DATA SUPPLIED ->
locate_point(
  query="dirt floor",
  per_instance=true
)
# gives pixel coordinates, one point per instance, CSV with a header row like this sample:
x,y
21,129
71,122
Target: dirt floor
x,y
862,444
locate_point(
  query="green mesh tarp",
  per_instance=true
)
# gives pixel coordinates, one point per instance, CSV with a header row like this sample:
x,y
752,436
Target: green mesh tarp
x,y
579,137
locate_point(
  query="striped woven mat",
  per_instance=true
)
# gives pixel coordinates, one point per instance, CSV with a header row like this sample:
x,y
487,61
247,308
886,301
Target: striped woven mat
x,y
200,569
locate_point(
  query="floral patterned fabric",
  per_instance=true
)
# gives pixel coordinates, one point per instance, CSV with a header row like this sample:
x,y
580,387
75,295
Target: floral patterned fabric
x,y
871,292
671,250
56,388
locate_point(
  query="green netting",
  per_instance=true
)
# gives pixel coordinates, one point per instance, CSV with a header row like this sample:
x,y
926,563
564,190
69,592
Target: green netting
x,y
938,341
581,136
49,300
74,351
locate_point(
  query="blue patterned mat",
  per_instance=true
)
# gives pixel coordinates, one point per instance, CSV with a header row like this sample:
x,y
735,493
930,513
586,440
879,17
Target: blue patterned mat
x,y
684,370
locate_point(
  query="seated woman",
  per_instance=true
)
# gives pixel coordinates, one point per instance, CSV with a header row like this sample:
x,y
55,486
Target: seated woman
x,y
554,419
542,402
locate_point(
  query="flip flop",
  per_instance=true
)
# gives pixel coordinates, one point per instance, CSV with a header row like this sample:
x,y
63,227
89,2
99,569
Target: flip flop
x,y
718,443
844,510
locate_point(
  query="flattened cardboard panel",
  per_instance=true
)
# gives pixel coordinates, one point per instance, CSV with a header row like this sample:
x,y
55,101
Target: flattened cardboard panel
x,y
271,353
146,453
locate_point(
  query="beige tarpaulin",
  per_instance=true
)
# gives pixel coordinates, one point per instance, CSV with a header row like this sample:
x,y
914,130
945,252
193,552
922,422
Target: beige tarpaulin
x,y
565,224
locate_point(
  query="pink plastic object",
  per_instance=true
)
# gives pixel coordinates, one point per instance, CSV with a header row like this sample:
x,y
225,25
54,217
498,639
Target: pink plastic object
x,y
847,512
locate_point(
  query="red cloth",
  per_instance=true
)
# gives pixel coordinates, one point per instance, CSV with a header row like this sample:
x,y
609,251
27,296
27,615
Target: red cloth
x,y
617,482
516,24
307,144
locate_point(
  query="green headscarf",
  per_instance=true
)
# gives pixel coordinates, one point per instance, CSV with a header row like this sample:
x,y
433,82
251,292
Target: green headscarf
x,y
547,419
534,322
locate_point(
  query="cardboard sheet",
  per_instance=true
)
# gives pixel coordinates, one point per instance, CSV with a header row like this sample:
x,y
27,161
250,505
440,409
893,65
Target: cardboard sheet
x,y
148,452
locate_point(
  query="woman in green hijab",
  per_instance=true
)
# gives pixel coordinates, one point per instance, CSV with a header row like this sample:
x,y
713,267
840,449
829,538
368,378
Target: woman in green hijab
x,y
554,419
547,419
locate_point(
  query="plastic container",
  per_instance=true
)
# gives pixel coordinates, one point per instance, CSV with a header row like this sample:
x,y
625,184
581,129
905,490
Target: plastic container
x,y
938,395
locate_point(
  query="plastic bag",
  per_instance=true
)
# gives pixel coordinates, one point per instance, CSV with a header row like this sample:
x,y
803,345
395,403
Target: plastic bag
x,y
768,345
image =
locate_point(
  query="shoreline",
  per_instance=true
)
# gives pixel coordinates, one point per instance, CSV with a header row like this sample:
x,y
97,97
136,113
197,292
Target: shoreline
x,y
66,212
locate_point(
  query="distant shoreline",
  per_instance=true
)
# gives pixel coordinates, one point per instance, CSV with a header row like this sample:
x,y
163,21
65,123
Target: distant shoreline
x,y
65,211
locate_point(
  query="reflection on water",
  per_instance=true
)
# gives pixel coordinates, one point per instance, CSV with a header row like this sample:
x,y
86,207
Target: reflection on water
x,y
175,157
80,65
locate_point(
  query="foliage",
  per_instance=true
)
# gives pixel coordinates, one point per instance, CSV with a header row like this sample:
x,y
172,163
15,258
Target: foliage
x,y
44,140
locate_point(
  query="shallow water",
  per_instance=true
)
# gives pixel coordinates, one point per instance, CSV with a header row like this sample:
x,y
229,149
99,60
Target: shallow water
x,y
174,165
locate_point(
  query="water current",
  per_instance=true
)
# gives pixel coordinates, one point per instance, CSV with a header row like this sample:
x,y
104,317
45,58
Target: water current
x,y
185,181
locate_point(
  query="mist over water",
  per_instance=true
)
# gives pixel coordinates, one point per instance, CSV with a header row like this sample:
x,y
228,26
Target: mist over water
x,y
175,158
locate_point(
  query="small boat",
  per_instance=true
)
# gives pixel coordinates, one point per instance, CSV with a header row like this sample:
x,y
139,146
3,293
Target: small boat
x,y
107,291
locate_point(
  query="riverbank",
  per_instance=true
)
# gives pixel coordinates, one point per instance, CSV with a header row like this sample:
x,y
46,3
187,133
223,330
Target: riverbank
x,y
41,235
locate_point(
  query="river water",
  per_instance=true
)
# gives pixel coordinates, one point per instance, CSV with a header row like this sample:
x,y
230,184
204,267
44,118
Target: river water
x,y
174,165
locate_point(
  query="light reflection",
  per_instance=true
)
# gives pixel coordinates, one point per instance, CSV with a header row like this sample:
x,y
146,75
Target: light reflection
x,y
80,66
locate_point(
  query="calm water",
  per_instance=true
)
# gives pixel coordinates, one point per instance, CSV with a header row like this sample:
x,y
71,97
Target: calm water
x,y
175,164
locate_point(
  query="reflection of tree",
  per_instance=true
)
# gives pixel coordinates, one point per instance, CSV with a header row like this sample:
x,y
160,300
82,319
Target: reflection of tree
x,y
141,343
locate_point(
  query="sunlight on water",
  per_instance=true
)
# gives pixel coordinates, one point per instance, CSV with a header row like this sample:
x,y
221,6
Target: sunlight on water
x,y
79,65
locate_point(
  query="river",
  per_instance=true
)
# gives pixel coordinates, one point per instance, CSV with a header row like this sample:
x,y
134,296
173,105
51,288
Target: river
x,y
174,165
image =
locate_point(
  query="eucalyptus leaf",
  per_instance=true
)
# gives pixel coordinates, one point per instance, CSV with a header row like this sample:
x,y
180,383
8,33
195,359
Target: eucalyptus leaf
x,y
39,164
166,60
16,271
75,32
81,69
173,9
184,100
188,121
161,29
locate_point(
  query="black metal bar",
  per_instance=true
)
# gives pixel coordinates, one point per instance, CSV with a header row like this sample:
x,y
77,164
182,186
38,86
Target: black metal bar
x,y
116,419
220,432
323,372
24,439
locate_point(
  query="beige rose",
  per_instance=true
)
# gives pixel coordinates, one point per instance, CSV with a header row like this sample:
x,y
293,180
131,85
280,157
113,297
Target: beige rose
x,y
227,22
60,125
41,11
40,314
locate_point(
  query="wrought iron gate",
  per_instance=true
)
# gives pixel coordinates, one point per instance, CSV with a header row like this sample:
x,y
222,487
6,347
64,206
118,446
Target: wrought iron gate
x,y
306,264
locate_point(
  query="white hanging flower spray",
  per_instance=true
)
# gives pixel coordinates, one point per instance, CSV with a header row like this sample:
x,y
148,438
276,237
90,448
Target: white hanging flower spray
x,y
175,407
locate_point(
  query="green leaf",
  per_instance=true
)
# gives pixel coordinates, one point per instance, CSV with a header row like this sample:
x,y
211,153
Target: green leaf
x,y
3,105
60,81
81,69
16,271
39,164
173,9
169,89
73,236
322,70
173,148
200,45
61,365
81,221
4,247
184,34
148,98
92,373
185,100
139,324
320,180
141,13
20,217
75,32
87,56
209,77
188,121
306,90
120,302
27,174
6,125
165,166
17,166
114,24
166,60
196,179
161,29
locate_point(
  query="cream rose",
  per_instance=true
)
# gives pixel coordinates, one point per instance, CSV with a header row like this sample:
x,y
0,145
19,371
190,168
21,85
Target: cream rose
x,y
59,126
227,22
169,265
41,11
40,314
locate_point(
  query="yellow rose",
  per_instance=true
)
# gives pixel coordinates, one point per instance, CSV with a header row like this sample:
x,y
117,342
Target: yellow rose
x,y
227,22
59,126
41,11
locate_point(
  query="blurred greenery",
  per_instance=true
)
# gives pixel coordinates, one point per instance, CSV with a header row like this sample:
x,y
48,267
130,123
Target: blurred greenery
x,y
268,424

DO THIS ->
Pick out every line above that contains the string "over", matching case exactly, and copy each of those lines.

RESPONSE BELOW ->
  query="mist over water",
Target: mist over water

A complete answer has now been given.